Dati di annotazione dei contorni:
┌──

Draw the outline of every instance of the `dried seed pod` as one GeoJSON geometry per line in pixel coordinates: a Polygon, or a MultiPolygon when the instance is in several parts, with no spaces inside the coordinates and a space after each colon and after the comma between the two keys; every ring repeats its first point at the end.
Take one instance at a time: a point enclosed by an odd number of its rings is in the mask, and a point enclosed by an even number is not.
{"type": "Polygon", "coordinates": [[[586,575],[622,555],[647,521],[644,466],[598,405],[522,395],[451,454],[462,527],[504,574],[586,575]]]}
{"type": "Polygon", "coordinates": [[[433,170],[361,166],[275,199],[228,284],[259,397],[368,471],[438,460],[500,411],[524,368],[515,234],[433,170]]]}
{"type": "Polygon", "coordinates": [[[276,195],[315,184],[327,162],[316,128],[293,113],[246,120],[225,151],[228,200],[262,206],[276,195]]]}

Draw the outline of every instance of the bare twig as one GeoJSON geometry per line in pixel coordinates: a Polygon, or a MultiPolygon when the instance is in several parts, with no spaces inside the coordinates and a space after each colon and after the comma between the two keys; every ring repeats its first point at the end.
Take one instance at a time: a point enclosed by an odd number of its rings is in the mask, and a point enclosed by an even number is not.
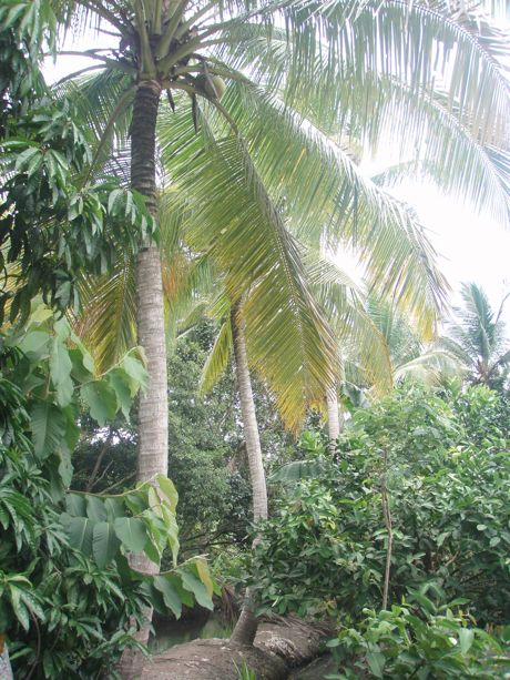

└──

CONSEGNA:
Riporta in un elenco numerato tutte le righe dei dati qui sopra, saltando le righe vuote e lasciando fuori le immagini.

RISPOSTA:
1. Draw the outline of every instance of the `dried seed pod` as one GeoJSON geometry per line in pixel coordinates: a Polygon, or a MultiPolygon when the instance is in several parts, with no spaces inside the coordinates and a space after each colon and after the comma between the two keys; every ring repeats its first point at the end.
2. Take one instance at a time: a point enclosed by an odd number of its rings is in the mask, and a point enclosed by an even number is not.
3. {"type": "Polygon", "coordinates": [[[586,575],[622,555],[647,521],[644,466],[598,405],[522,395],[451,454],[462,527],[504,574],[586,575]]]}
4. {"type": "Polygon", "coordinates": [[[433,170],[361,166],[275,199],[228,284],[259,397],[368,471],[438,460],[500,411],[524,368],[515,234],[433,170]]]}
5. {"type": "Polygon", "coordinates": [[[276,195],[315,184],[327,162],[316,128],[293,113],[246,120],[225,151],[228,200],[262,206],[276,195]]]}
6. Draw the outline of every instance of the bare twig as one GeoJSON geometry per line in pixel coordinates: a Polygon, or a MultiPolygon when the instance is in several parts, with no spaces inside the coordinates and a space after each colon and after the comma between the two keys; every ring repeats its first point at the end.
7. Take one instance at a time: a point enclosed by an odd number of its rings is in the mask, and a point enclosed by an even number is not.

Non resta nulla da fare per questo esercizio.